---------- RECORD EXCERPTS ----------
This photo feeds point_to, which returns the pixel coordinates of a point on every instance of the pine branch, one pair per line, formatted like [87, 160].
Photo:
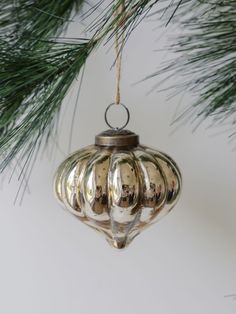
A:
[29, 107]
[206, 64]
[25, 20]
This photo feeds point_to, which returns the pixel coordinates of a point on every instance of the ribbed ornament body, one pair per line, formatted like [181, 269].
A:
[117, 186]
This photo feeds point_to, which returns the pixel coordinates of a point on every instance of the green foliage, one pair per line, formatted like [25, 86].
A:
[206, 62]
[35, 19]
[33, 85]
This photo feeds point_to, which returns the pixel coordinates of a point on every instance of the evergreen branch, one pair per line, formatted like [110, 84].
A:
[35, 19]
[206, 64]
[29, 107]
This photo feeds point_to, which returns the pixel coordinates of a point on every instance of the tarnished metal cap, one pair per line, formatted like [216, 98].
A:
[117, 138]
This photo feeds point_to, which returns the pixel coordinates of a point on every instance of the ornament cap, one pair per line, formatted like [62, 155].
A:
[117, 138]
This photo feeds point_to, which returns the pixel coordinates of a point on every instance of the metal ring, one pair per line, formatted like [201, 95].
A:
[128, 116]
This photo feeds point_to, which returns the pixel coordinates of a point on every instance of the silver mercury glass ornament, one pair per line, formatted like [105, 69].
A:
[118, 186]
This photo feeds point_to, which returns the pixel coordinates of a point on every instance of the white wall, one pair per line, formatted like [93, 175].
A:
[52, 263]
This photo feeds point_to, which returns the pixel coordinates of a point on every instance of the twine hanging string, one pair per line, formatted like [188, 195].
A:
[119, 43]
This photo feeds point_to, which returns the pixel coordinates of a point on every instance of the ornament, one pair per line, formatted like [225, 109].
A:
[118, 186]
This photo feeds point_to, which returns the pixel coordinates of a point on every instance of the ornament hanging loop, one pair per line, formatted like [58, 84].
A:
[127, 120]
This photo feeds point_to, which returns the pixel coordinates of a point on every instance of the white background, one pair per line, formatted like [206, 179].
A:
[51, 263]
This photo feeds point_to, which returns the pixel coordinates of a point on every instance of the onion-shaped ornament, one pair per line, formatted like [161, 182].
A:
[117, 186]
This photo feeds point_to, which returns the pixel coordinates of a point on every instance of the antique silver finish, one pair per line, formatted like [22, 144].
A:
[117, 186]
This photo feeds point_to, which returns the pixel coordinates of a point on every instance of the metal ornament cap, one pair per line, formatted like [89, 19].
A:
[117, 138]
[118, 186]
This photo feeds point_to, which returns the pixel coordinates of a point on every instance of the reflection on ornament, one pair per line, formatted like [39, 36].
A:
[118, 186]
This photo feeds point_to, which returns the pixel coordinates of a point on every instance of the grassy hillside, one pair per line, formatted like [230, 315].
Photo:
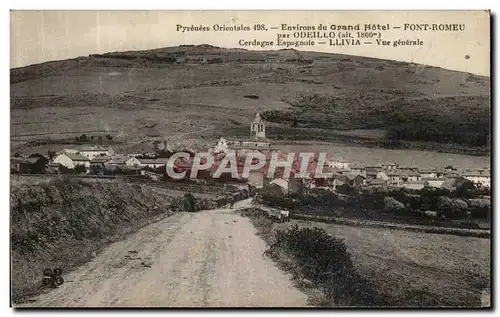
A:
[384, 267]
[62, 222]
[203, 91]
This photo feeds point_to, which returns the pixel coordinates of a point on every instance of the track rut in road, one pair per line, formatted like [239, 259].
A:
[211, 258]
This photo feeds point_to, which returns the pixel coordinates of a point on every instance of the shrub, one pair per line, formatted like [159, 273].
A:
[392, 205]
[452, 208]
[479, 208]
[324, 260]
[189, 202]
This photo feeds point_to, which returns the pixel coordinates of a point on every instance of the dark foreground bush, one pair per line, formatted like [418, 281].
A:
[64, 222]
[324, 260]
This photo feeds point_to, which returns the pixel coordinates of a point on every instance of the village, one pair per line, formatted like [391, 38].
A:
[102, 161]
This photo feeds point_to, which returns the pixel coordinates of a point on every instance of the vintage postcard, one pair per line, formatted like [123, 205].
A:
[250, 159]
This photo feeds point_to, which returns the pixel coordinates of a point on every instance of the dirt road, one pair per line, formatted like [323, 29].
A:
[205, 259]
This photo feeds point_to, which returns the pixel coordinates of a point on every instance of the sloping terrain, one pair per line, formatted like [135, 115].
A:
[64, 222]
[205, 91]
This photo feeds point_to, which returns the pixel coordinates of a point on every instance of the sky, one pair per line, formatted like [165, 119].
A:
[39, 36]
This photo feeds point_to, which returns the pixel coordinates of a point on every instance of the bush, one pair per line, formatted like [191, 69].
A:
[324, 260]
[479, 208]
[451, 208]
[392, 205]
[189, 202]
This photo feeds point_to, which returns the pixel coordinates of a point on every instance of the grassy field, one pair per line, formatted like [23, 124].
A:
[417, 268]
[371, 156]
[61, 222]
[409, 269]
[144, 95]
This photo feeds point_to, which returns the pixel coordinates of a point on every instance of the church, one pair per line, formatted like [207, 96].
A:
[256, 142]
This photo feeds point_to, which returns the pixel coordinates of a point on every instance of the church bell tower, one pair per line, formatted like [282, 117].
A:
[258, 128]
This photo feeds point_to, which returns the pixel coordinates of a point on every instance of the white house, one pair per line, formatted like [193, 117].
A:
[92, 151]
[358, 170]
[417, 185]
[153, 163]
[477, 178]
[428, 173]
[394, 178]
[382, 175]
[412, 177]
[71, 160]
[389, 166]
[433, 181]
[286, 185]
[222, 146]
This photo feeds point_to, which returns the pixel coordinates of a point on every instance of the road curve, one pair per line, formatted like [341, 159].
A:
[211, 258]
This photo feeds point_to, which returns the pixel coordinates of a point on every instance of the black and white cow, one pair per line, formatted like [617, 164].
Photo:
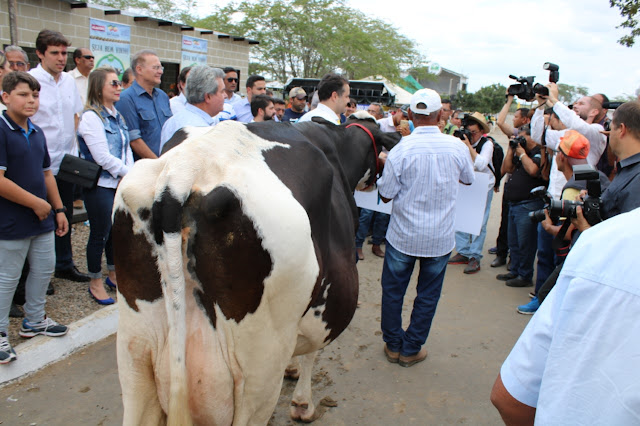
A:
[235, 251]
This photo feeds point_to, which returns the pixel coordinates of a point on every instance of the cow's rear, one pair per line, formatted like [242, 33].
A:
[214, 258]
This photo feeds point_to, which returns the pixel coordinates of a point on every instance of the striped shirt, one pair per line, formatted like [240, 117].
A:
[422, 175]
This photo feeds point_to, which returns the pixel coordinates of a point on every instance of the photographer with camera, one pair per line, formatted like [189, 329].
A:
[623, 195]
[468, 246]
[523, 162]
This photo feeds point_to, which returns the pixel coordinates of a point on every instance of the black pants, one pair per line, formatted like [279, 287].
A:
[64, 255]
[502, 242]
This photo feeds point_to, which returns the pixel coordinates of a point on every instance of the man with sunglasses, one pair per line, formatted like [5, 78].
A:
[84, 61]
[298, 99]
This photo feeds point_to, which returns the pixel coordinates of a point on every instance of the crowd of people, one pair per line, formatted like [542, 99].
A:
[112, 122]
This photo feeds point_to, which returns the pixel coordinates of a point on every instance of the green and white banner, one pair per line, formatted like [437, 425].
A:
[194, 51]
[110, 44]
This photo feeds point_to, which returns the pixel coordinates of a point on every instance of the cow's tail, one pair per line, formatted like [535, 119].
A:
[167, 216]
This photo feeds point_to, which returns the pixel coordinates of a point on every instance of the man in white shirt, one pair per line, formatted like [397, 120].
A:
[574, 363]
[468, 246]
[262, 108]
[204, 92]
[179, 102]
[333, 95]
[84, 60]
[422, 175]
[59, 104]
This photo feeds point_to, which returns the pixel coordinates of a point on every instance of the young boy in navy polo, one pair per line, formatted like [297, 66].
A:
[31, 211]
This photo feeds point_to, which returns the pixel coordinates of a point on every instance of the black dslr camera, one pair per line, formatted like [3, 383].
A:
[520, 140]
[564, 208]
[526, 90]
[462, 131]
[554, 76]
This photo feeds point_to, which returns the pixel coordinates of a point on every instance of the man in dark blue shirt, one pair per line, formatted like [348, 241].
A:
[623, 195]
[144, 107]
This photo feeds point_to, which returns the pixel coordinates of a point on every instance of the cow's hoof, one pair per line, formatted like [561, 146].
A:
[291, 373]
[303, 412]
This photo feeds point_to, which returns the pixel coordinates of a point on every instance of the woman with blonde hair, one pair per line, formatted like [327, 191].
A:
[104, 139]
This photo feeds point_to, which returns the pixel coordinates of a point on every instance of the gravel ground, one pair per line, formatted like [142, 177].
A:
[71, 300]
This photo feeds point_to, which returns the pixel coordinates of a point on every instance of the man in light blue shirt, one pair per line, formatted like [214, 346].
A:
[205, 98]
[422, 175]
[144, 107]
[577, 360]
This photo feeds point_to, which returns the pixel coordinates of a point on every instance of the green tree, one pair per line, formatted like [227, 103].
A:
[569, 94]
[175, 10]
[630, 12]
[308, 38]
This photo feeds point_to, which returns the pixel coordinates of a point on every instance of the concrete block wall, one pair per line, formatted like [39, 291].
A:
[35, 15]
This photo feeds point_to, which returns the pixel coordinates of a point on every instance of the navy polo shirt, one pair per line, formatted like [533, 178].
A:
[144, 114]
[24, 158]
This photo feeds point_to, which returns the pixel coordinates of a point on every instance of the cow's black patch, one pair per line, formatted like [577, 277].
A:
[226, 255]
[166, 216]
[136, 267]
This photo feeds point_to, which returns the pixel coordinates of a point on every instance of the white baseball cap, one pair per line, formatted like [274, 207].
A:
[425, 101]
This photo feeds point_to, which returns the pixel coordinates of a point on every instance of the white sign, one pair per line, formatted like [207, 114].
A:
[469, 210]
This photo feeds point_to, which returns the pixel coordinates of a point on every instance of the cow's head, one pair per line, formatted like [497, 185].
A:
[363, 126]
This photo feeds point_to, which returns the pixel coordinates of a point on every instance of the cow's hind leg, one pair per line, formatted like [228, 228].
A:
[302, 408]
[139, 391]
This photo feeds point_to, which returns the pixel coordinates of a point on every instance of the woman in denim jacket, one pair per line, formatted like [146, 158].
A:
[104, 139]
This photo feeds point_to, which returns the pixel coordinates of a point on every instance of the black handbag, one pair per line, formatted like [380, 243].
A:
[79, 172]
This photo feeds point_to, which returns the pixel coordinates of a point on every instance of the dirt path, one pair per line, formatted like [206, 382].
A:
[474, 329]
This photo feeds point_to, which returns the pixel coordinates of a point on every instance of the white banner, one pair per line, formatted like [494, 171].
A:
[470, 204]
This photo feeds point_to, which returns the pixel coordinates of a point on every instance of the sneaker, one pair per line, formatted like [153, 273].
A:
[47, 327]
[7, 354]
[472, 267]
[458, 259]
[519, 282]
[530, 308]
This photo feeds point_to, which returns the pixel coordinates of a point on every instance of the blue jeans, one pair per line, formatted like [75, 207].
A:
[39, 249]
[99, 203]
[523, 237]
[396, 273]
[470, 245]
[380, 225]
[546, 257]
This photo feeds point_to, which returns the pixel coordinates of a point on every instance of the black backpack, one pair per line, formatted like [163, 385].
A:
[496, 159]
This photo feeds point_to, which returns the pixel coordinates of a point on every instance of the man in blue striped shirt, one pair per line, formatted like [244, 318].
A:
[421, 176]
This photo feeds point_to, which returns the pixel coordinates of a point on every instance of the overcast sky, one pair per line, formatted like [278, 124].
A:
[489, 39]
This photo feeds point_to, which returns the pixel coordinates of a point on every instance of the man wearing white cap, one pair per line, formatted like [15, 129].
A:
[421, 176]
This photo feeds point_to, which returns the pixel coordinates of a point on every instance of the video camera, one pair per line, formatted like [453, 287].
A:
[462, 131]
[526, 90]
[520, 140]
[564, 208]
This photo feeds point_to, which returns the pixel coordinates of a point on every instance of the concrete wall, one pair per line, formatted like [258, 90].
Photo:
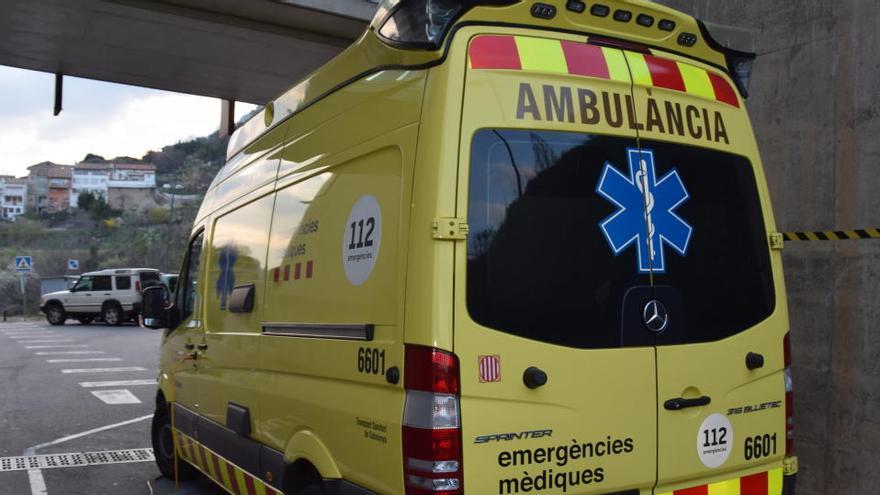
----------
> _BRIEF_
Count the lines in the data above that contain the string "silver", and reply with that number alone.

> _IN RESPONSE_
2